TASK DETAILS — Look through the data below and return each line where "suit" appears.

TASK MATERIAL Start Marker

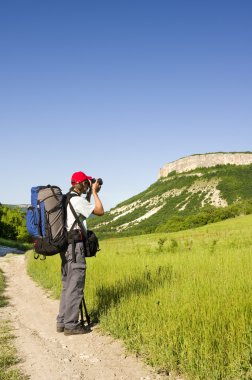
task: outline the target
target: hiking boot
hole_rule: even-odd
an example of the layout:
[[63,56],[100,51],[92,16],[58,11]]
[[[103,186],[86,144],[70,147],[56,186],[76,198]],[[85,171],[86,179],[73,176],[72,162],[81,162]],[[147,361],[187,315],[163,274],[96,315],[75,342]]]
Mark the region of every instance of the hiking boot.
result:
[[59,332],[59,333],[64,332],[64,326],[57,325],[56,331]]
[[77,326],[74,329],[64,329],[64,335],[87,334],[89,332],[91,332],[91,329],[87,326]]

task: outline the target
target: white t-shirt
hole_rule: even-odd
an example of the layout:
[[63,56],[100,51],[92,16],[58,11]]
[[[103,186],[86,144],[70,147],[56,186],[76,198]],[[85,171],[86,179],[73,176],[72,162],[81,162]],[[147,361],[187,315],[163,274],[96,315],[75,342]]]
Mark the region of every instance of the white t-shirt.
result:
[[[75,194],[74,192],[71,194]],[[70,202],[76,212],[76,214],[79,216],[81,223],[83,224],[84,228],[87,230],[87,223],[86,219],[88,218],[92,212],[94,211],[95,205],[88,202],[86,198],[83,196],[75,196],[70,199]],[[67,205],[67,231],[69,231],[75,222],[75,217],[70,209],[70,206]],[[80,229],[78,223],[75,223],[74,229]]]

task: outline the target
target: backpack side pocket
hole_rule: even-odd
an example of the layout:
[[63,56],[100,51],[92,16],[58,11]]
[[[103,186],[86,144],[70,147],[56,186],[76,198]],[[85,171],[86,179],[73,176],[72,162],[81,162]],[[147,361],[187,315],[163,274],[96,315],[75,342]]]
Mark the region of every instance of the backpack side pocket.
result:
[[38,210],[33,206],[30,206],[26,212],[26,227],[30,235],[40,236]]

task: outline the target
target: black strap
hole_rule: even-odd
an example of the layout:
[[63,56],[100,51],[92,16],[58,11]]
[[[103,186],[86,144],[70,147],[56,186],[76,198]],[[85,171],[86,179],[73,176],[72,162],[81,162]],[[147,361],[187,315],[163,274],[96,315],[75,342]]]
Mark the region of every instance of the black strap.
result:
[[[73,206],[72,206],[72,204],[71,204],[71,202],[70,202],[70,199],[71,199],[72,197],[76,197],[76,196],[79,196],[79,194],[77,194],[77,193],[74,193],[74,194],[68,193],[68,194],[66,195],[66,208],[67,208],[67,205],[69,204],[69,206],[70,206],[70,208],[71,208],[71,211],[72,211],[72,213],[73,213],[73,215],[74,215],[74,217],[75,217],[75,222],[76,222],[76,218],[78,218],[78,216],[77,216],[77,214],[76,214],[76,212],[75,212],[75,210],[74,210],[74,208],[73,208]],[[70,230],[68,231],[69,234],[73,231],[73,228],[74,228],[75,222],[73,223],[73,225],[71,226]],[[70,239],[70,241],[71,241],[71,244],[72,244],[72,257],[73,257],[73,262],[76,263],[75,239],[74,239],[73,236],[72,236],[72,238]]]
[[[70,209],[71,209],[71,211],[72,211],[72,213],[73,213],[73,215],[74,215],[74,217],[75,217],[75,221],[78,223],[78,226],[79,226],[80,229],[81,229],[82,235],[83,235],[84,238],[85,238],[85,242],[86,242],[86,244],[85,244],[85,248],[86,248],[87,256],[90,256],[89,245],[87,244],[87,231],[86,231],[85,228],[83,227],[83,224],[81,223],[79,216],[76,214],[75,209],[73,208],[73,206],[72,206],[72,204],[71,204],[71,202],[70,202],[70,199],[69,199],[68,203],[69,203]],[[84,215],[83,215],[83,216],[84,216]],[[85,216],[84,216],[84,218],[85,218]],[[86,219],[86,218],[85,218],[85,219]],[[74,225],[74,224],[73,224],[73,225]],[[72,228],[73,228],[73,225],[72,225],[72,227],[71,227],[71,230],[72,230]],[[70,230],[70,231],[71,231],[71,230]],[[69,232],[70,232],[70,231],[69,231]]]
[[71,226],[71,228],[70,228],[70,230],[68,231],[68,232],[71,232],[72,230],[73,230],[73,228],[74,228],[74,226],[75,226],[75,223],[76,223],[76,212],[75,212],[75,210],[73,211],[73,209],[72,209],[72,204],[71,204],[71,202],[70,202],[70,199],[71,198],[73,198],[73,197],[79,197],[80,196],[80,194],[78,194],[78,193],[76,193],[76,192],[74,192],[74,193],[67,193],[66,194],[66,204],[65,204],[65,208],[67,209],[67,206],[68,206],[68,204],[69,204],[69,206],[70,206],[70,208],[71,208],[71,211],[72,211],[72,213],[73,213],[73,215],[74,215],[74,217],[75,217],[75,221],[74,221],[74,223],[72,224],[72,226]]
[[[74,214],[74,216],[75,216],[75,218],[76,218],[77,214],[76,214],[76,212],[74,211],[74,208],[73,208],[73,206],[71,205],[71,202],[70,202],[70,201],[69,201],[69,206],[70,206],[70,208],[71,208],[72,213]],[[70,229],[69,232],[71,232],[71,231],[73,230],[73,226],[74,226],[74,223],[73,223],[73,225],[72,225],[72,227],[71,227],[71,229]],[[73,262],[76,263],[75,239],[74,239],[74,237],[72,237],[72,238],[70,239],[70,241],[71,241],[71,244],[72,244],[72,257],[73,257]]]
[[[76,214],[75,209],[73,208],[72,203],[70,202],[70,199],[69,199],[69,202],[68,202],[68,203],[69,203],[70,209],[71,209],[71,211],[72,211],[72,213],[73,213],[73,216],[75,217],[75,221],[78,223],[78,226],[80,227],[83,236],[86,237],[86,236],[87,236],[86,230],[85,230],[85,228],[83,227],[83,224],[81,223],[79,216]],[[84,215],[83,215],[83,216],[84,216]],[[85,216],[84,216],[84,218],[85,218]],[[85,218],[85,219],[86,219],[86,218]],[[72,227],[73,227],[73,225],[72,225]],[[72,227],[71,227],[71,229],[72,229]],[[71,231],[71,230],[70,230],[70,231]]]

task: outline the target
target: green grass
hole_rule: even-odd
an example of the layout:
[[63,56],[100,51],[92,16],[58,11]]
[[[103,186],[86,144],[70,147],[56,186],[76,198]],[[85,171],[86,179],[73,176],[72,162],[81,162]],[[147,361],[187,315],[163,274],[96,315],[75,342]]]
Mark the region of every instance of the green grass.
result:
[[[4,296],[5,281],[0,270],[0,308],[8,303]],[[0,380],[27,380],[28,377],[16,369],[15,364],[19,363],[17,352],[13,346],[13,336],[10,322],[0,318]]]
[[4,245],[6,247],[12,247],[20,249],[21,251],[27,251],[28,249],[31,249],[32,244],[31,243],[21,243],[18,241],[10,240],[10,239],[4,239],[0,237],[0,245]]
[[[101,241],[88,259],[94,320],[166,373],[252,379],[252,216],[194,230]],[[54,297],[60,258],[28,253],[28,272]]]

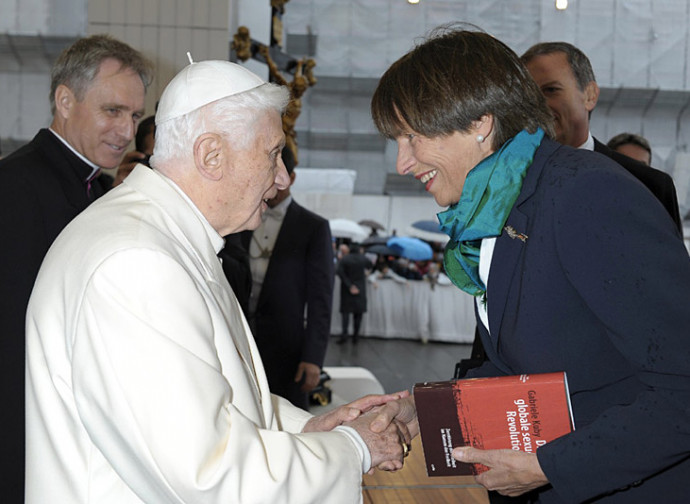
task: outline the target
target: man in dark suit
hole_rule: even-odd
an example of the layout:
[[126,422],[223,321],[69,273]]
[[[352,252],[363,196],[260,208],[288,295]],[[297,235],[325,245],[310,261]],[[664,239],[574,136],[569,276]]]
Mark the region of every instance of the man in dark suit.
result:
[[664,205],[682,234],[683,224],[673,179],[592,137],[589,121],[599,99],[599,86],[587,56],[567,42],[542,42],[520,58],[527,66],[555,119],[556,140],[610,157],[642,182]]
[[218,257],[223,265],[225,278],[228,279],[228,283],[232,287],[232,292],[235,293],[237,301],[240,303],[244,316],[249,320],[252,270],[249,265],[249,253],[242,238],[243,234],[251,239],[251,233],[233,233],[224,236],[225,246],[218,252]]
[[[282,156],[292,185],[294,156],[287,147]],[[271,392],[307,409],[330,336],[331,230],[326,219],[292,199],[290,187],[268,206],[259,228],[242,234],[253,279],[249,324]]]
[[0,161],[3,502],[24,502],[24,320],[39,266],[67,223],[112,185],[100,170],[119,165],[151,75],[120,41],[78,40],[53,66],[50,128]]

TASK MATERIAL End Marker

RESULT FOR THIS EXERCISE —
target: man in dark suit
Mark the region of every instance of the man in dark suit.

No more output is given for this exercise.